■ Challenge: Lay out every line of the records below as a JSON list of strings, one string per line, leaving out any blank lines.

■ Records from a data collection:
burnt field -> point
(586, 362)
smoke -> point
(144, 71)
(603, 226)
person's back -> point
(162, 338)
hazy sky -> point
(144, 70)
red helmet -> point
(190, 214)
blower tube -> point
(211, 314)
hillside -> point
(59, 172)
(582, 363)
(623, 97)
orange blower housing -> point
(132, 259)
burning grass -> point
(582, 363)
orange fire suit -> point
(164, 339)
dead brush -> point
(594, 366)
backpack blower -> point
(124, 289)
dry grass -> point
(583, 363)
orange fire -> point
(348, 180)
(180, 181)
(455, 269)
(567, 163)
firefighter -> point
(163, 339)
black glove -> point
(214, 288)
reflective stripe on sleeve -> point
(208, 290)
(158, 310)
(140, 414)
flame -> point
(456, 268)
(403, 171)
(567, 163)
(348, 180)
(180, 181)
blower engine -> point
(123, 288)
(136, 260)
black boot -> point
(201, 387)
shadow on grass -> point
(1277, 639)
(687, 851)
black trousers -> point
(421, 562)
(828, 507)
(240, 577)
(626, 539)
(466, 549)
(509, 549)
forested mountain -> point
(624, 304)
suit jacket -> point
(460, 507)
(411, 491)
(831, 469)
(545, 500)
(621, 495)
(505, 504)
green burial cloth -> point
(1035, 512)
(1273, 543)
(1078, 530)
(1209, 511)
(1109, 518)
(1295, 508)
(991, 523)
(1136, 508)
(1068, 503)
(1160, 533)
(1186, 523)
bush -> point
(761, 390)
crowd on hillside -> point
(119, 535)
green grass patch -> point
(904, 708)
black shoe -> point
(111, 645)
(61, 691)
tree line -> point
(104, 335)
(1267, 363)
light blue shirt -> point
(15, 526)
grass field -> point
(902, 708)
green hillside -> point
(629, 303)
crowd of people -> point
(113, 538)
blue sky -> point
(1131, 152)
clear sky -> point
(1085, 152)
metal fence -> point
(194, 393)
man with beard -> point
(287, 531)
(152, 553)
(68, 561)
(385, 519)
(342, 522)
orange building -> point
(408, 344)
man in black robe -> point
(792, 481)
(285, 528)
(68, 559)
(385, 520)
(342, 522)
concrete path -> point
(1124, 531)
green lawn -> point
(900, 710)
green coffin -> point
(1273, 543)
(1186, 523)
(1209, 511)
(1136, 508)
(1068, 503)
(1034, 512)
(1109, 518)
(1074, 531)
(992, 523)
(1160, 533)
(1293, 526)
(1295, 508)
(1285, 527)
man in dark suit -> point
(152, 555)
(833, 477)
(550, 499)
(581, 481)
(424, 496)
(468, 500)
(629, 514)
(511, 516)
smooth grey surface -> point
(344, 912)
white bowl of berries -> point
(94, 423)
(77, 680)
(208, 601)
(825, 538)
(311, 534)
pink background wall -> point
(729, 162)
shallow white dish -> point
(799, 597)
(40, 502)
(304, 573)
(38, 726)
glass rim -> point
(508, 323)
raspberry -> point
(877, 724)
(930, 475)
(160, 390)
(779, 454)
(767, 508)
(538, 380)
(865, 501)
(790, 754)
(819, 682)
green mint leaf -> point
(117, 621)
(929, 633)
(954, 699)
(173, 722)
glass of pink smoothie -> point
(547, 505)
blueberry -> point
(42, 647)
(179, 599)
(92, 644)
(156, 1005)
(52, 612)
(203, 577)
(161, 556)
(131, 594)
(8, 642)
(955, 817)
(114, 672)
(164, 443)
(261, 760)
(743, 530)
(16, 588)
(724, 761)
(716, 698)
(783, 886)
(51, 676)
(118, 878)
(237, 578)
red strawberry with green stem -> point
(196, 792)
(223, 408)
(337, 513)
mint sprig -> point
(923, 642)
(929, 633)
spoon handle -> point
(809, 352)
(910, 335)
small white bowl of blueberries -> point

■ Correct result:
[
  "burnt field -> point",
  "(586, 362)",
  "smoke -> point",
  "(144, 71)",
  "(603, 226)",
  "person's back -> point",
  "(162, 338)",
  "hazy sky -> point",
  "(144, 70)",
  "red helmet -> point",
  "(190, 214)",
  "blower tube -> point",
  "(211, 314)",
  "hillside -> point",
  "(59, 172)",
  "(582, 363)",
  "(623, 97)",
  "orange blower housing -> point",
  "(132, 259)",
  "burning grass -> point",
  "(582, 363)",
  "orange fire suit -> point",
  "(164, 339)",
  "dead brush -> point",
  "(594, 366)",
  "backpack blower -> point",
  "(124, 289)",
  "dry grass -> point",
  "(583, 363)",
  "orange fire -> point",
  "(348, 180)",
  "(180, 181)",
  "(455, 269)",
  "(567, 163)",
  "firefighter -> point",
  "(163, 339)",
  "black glove -> point",
  "(214, 288)",
  "reflective stripe on sleeve -> point",
  "(208, 290)",
  "(158, 310)",
  "(140, 414)",
  "flame -> point",
  "(456, 268)",
  "(403, 171)",
  "(567, 163)",
  "(348, 180)",
  "(180, 181)",
  "blower engine -> point",
  "(123, 288)",
  "(136, 260)",
  "black boot -> point",
  "(201, 387)",
  "shadow on grass -> point",
  "(1277, 639)",
  "(687, 851)",
  "black trousers -> point",
  "(421, 562)",
  "(828, 507)",
  "(240, 577)",
  "(626, 539)",
  "(466, 549)",
  "(509, 549)",
  "forested mountain -> point",
  "(624, 304)",
  "suit jacket -> point",
  "(460, 507)",
  "(411, 491)",
  "(831, 469)",
  "(545, 500)",
  "(621, 495)",
  "(505, 504)",
  "green burial cloth -> point",
  "(1035, 512)",
  "(1273, 543)",
  "(1078, 530)",
  "(1209, 511)",
  "(1109, 518)",
  "(1295, 508)",
  "(991, 523)",
  "(1136, 508)",
  "(1068, 503)",
  "(1160, 533)",
  "(1186, 523)",
  "bush -> point",
  "(761, 390)",
  "crowd on hillside -> point",
  "(119, 535)",
  "green grass patch -> point",
  "(904, 708)",
  "black shoe -> point",
  "(111, 645)",
  "(61, 691)",
  "tree line -> point",
  "(104, 335)",
  "(1267, 363)",
  "light blue shirt -> point",
  "(15, 526)",
  "grass field -> point",
  "(902, 708)",
  "green hillside -> point",
  "(629, 303)",
  "crowd of people -> point",
  "(113, 538)",
  "blue sky -> point",
  "(1131, 152)",
  "clear sky -> point",
  "(1085, 152)",
  "metal fence -> point",
  "(194, 393)",
  "man with beard -> point",
  "(287, 531)",
  "(152, 553)",
  "(68, 561)",
  "(385, 519)",
  "(342, 522)",
  "orange building -> point",
  "(408, 344)",
  "man in black robe -> point",
  "(792, 481)",
  "(285, 528)",
  "(68, 559)",
  "(385, 520)",
  "(342, 522)",
  "concrete path -> point",
  "(1124, 531)",
  "green lawn -> point",
  "(900, 710)",
  "green coffin -> point",
  "(1273, 543)",
  "(1186, 523)",
  "(1209, 511)",
  "(1136, 508)",
  "(1068, 503)",
  "(1034, 512)",
  "(1109, 518)",
  "(1074, 531)",
  "(992, 523)",
  "(1160, 533)",
  "(1293, 526)",
  "(1295, 508)",
  "(1285, 527)",
  "man in dark suit -> point",
  "(152, 555)",
  "(833, 477)",
  "(550, 499)",
  "(581, 481)",
  "(424, 496)",
  "(468, 500)",
  "(629, 514)",
  "(511, 516)",
  "smooth grey surface -> point",
  "(344, 912)",
  "white bowl of berries -> point",
  "(94, 423)",
  "(77, 680)",
  "(208, 601)",
  "(825, 538)",
  "(311, 534)",
  "pink background wall -> point",
  "(729, 162)",
  "shallow white dish -> point",
  "(799, 597)",
  "(40, 502)",
  "(304, 573)",
  "(38, 726)",
  "glass rim -> point",
  "(508, 323)",
  "raspberry -> point",
  "(877, 724)",
  "(930, 475)",
  "(160, 390)",
  "(779, 454)",
  "(767, 508)",
  "(538, 380)",
  "(865, 501)",
  "(790, 754)",
  "(819, 682)",
  "green mint leaf -> point",
  "(117, 621)",
  "(929, 633)",
  "(954, 699)",
  "(173, 722)",
  "glass of pink smoothie -> point",
  "(547, 505)",
  "blueberry -> point",
  "(42, 647)",
  "(179, 599)",
  "(92, 644)",
  "(156, 1005)",
  "(52, 612)",
  "(203, 577)",
  "(161, 556)",
  "(131, 594)",
  "(8, 642)",
  "(955, 817)",
  "(114, 672)",
  "(164, 443)",
  "(261, 760)",
  "(743, 530)",
  "(16, 588)",
  "(724, 761)",
  "(716, 698)",
  "(783, 886)",
  "(51, 676)",
  "(118, 878)",
  "(237, 578)",
  "red strawberry with green stem -> point",
  "(196, 792)",
  "(223, 408)",
  "(337, 513)",
  "mint sprig -> point",
  "(923, 642)",
  "(929, 633)",
  "spoon handle -> point",
  "(809, 352)",
  "(910, 335)",
  "small white bowl of blueberries -> point"
]